Please repeat nothing except the lines from the one containing "Return a point for each instance of the water" through the end of the records, exactly and without pictures.

▶ DATA RECORDS
------------------------
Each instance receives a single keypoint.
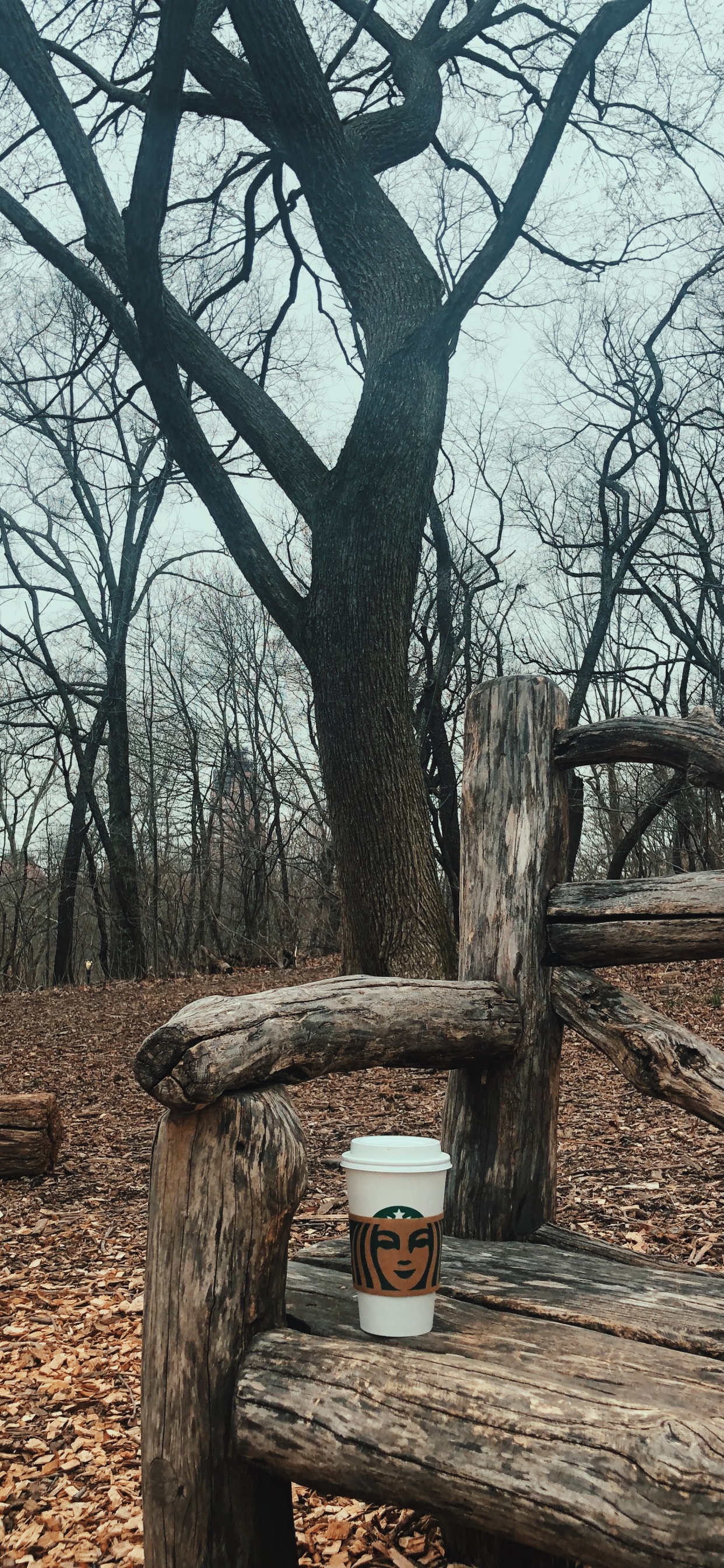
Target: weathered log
(656, 1054)
(657, 919)
(604, 943)
(224, 1184)
(681, 1310)
(333, 1026)
(690, 896)
(322, 1302)
(695, 744)
(500, 1128)
(620, 1471)
(30, 1134)
(593, 1247)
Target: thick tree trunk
(365, 560)
(500, 1126)
(126, 935)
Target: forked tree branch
(145, 220)
(248, 408)
(611, 18)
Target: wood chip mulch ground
(632, 1170)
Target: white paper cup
(397, 1194)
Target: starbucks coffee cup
(397, 1192)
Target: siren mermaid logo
(395, 1252)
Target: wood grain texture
(322, 1302)
(621, 1471)
(656, 1054)
(606, 943)
(224, 1184)
(656, 919)
(30, 1134)
(695, 744)
(333, 1026)
(691, 896)
(679, 1310)
(500, 1128)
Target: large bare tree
(338, 124)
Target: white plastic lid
(413, 1156)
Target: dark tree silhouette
(367, 512)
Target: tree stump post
(500, 1125)
(224, 1184)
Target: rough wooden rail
(30, 1134)
(333, 1026)
(649, 921)
(695, 744)
(616, 1468)
(654, 1052)
(224, 1184)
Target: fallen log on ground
(616, 1471)
(648, 921)
(30, 1134)
(222, 1045)
(654, 1052)
(695, 744)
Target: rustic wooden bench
(570, 1402)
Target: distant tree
(83, 480)
(339, 112)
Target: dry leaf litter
(632, 1170)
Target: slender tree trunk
(98, 901)
(126, 935)
(365, 562)
(63, 962)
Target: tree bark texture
(695, 744)
(364, 571)
(30, 1134)
(126, 937)
(63, 960)
(224, 1186)
(333, 1026)
(620, 1471)
(656, 1054)
(500, 1129)
(657, 919)
(500, 1126)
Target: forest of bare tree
(352, 355)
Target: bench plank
(610, 1465)
(322, 1302)
(684, 1311)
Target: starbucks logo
(395, 1252)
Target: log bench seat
(570, 1396)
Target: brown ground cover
(632, 1170)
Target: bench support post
(500, 1125)
(224, 1184)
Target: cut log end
(30, 1134)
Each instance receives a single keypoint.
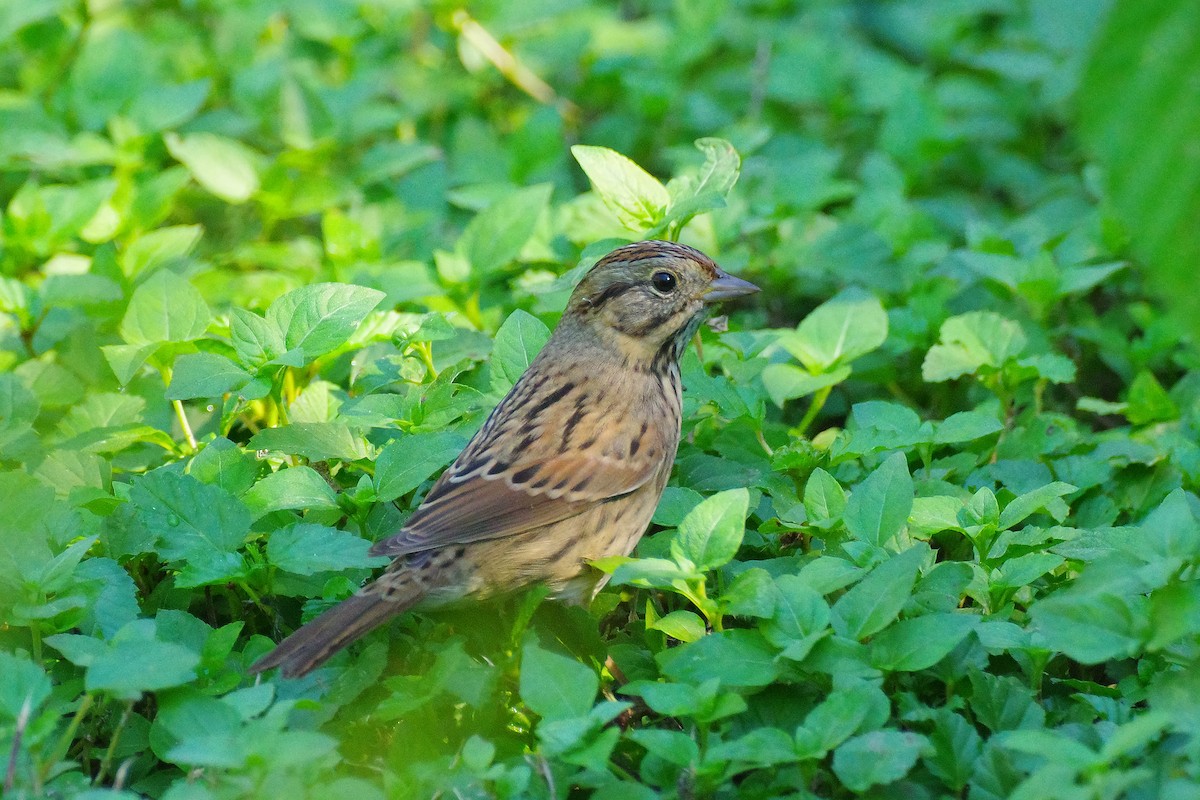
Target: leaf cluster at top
(264, 269)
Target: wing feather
(526, 469)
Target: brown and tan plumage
(568, 468)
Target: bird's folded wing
(480, 505)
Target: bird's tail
(315, 643)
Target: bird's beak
(727, 286)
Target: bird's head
(641, 296)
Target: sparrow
(568, 468)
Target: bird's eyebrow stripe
(610, 292)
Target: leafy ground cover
(265, 266)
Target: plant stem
(185, 425)
(819, 401)
(112, 745)
(64, 746)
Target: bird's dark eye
(663, 282)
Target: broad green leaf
(955, 746)
(838, 331)
(225, 167)
(971, 341)
(966, 426)
(635, 196)
(553, 685)
(519, 341)
(711, 534)
(257, 341)
(839, 716)
(321, 317)
(823, 497)
(921, 642)
(785, 382)
(799, 612)
(733, 657)
(1140, 126)
(305, 548)
(191, 519)
(165, 308)
(1032, 501)
(409, 461)
(159, 247)
(496, 235)
(313, 440)
(1149, 402)
(877, 599)
(751, 594)
(706, 190)
(226, 464)
(1092, 626)
(204, 374)
(125, 360)
(879, 506)
(297, 487)
(24, 689)
(681, 625)
(877, 757)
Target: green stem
(112, 745)
(185, 425)
(64, 746)
(819, 401)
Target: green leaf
(517, 343)
(225, 167)
(877, 599)
(191, 519)
(799, 612)
(204, 374)
(125, 360)
(24, 689)
(921, 642)
(1139, 124)
(305, 548)
(409, 461)
(706, 190)
(1092, 626)
(955, 745)
(970, 342)
(681, 625)
(839, 331)
(1033, 501)
(553, 685)
(136, 661)
(258, 342)
(1149, 402)
(635, 196)
(297, 487)
(732, 657)
(159, 247)
(879, 507)
(313, 440)
(711, 534)
(823, 497)
(496, 235)
(839, 716)
(785, 382)
(226, 464)
(165, 308)
(319, 318)
(876, 758)
(966, 426)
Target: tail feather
(315, 643)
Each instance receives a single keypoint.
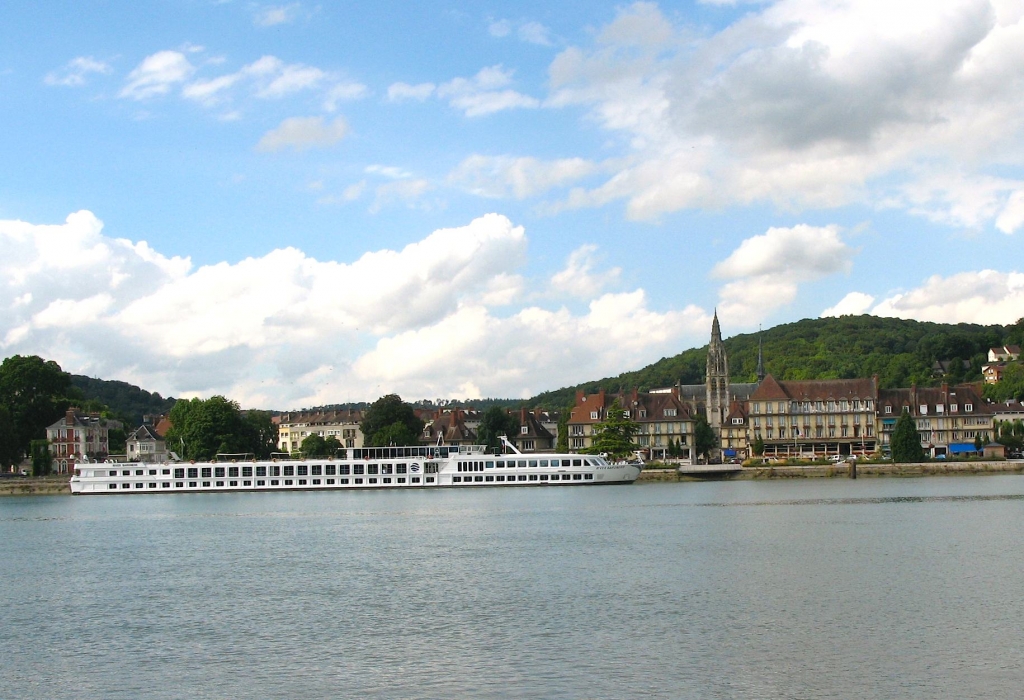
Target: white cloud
(157, 75)
(278, 14)
(809, 103)
(853, 304)
(482, 94)
(76, 72)
(984, 297)
(301, 133)
(420, 320)
(580, 279)
(765, 270)
(398, 92)
(503, 176)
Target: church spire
(761, 357)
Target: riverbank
(51, 485)
(843, 471)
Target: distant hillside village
(770, 418)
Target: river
(815, 588)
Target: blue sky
(295, 204)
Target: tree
(35, 393)
(496, 422)
(261, 433)
(905, 441)
(705, 439)
(204, 429)
(389, 421)
(613, 436)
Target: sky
(301, 204)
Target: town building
(78, 437)
(949, 419)
(343, 425)
(812, 419)
(145, 444)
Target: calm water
(822, 588)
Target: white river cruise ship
(457, 467)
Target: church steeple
(717, 379)
(761, 358)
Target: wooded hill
(900, 352)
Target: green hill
(901, 352)
(123, 398)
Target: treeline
(123, 398)
(900, 352)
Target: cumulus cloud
(503, 176)
(809, 103)
(157, 75)
(853, 304)
(301, 133)
(485, 93)
(765, 271)
(398, 92)
(420, 319)
(579, 278)
(982, 297)
(76, 72)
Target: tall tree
(496, 422)
(905, 441)
(704, 437)
(389, 421)
(613, 436)
(35, 393)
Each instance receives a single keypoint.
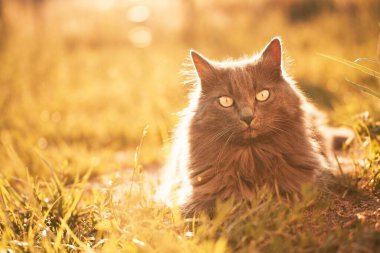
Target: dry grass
(76, 93)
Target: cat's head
(243, 100)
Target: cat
(247, 126)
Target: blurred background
(81, 79)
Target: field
(89, 92)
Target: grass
(76, 98)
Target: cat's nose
(247, 119)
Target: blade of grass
(365, 89)
(353, 65)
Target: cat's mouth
(249, 133)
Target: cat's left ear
(272, 53)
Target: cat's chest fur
(238, 171)
(234, 172)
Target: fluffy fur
(216, 155)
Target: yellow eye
(226, 101)
(262, 95)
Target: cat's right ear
(202, 65)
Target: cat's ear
(202, 65)
(272, 53)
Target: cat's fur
(216, 155)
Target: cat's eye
(262, 95)
(226, 101)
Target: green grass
(74, 104)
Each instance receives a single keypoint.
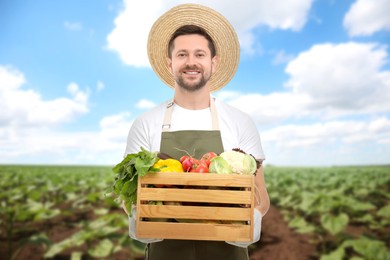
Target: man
(195, 50)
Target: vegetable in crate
(240, 162)
(169, 165)
(127, 173)
(234, 161)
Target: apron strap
(168, 116)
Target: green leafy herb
(127, 173)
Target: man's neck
(192, 100)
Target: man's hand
(256, 231)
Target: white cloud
(132, 25)
(47, 145)
(326, 82)
(27, 108)
(73, 26)
(335, 142)
(343, 78)
(281, 57)
(366, 17)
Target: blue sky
(313, 75)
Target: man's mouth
(191, 72)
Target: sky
(314, 75)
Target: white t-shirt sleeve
(237, 128)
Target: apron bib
(196, 143)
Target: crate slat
(195, 206)
(194, 212)
(198, 231)
(194, 179)
(195, 195)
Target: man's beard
(193, 86)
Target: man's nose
(191, 59)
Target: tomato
(201, 167)
(184, 157)
(187, 163)
(208, 156)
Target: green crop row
(330, 202)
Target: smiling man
(195, 51)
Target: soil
(277, 241)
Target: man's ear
(169, 64)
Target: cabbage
(240, 163)
(220, 165)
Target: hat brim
(218, 27)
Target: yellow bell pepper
(168, 165)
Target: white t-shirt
(237, 128)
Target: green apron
(196, 143)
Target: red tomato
(184, 157)
(208, 156)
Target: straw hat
(220, 30)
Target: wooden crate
(195, 206)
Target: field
(67, 212)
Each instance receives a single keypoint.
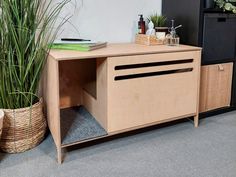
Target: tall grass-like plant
(26, 29)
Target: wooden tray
(148, 40)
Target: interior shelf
(79, 125)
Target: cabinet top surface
(114, 50)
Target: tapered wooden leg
(196, 121)
(59, 155)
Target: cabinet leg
(196, 121)
(59, 155)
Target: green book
(78, 47)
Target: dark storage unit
(219, 37)
(207, 27)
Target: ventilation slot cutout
(151, 74)
(144, 65)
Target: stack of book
(77, 45)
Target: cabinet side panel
(51, 98)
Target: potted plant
(227, 5)
(26, 29)
(159, 22)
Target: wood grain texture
(216, 84)
(51, 98)
(139, 101)
(123, 105)
(98, 107)
(74, 76)
(113, 50)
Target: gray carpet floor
(175, 151)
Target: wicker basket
(1, 122)
(23, 129)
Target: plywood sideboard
(119, 88)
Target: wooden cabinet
(123, 87)
(216, 83)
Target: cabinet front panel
(216, 83)
(146, 89)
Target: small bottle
(141, 25)
(172, 39)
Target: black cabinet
(219, 37)
(206, 27)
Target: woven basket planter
(1, 122)
(23, 129)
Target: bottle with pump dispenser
(141, 25)
(173, 39)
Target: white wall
(106, 20)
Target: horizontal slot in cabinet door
(146, 89)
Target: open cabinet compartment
(75, 78)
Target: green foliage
(26, 29)
(158, 20)
(227, 5)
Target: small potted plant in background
(26, 29)
(159, 22)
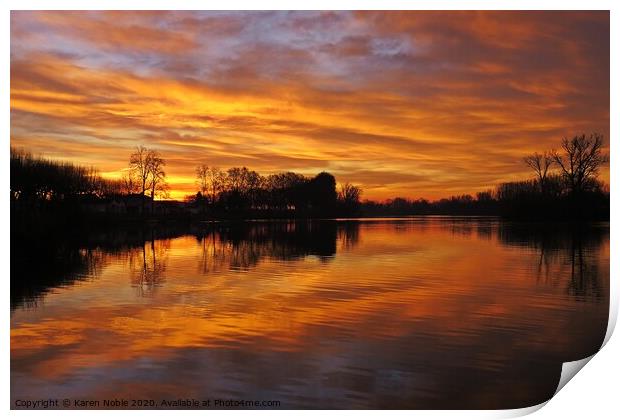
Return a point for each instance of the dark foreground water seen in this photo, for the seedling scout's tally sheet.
(415, 313)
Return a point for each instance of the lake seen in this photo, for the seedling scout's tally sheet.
(428, 312)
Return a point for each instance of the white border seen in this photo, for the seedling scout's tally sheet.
(593, 393)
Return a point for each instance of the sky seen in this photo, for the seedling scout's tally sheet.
(410, 104)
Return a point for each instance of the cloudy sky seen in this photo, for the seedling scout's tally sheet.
(414, 104)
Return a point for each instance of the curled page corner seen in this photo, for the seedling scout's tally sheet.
(569, 370)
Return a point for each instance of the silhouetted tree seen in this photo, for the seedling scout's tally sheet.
(157, 176)
(581, 159)
(140, 170)
(540, 163)
(349, 197)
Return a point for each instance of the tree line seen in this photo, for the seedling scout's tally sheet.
(564, 184)
(241, 191)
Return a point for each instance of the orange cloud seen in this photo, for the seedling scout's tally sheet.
(403, 103)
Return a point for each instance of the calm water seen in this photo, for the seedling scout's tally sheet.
(416, 313)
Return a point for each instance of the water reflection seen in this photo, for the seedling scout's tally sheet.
(416, 313)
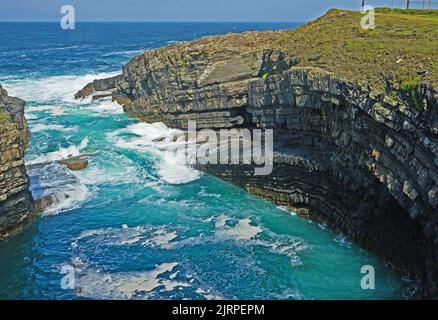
------------------------
▶ SOLUTION TO THIS PROBLEM
Return a point for each instance of the water reflection seen in this photo, for the seedling scout's tally sheet.
(416, 313)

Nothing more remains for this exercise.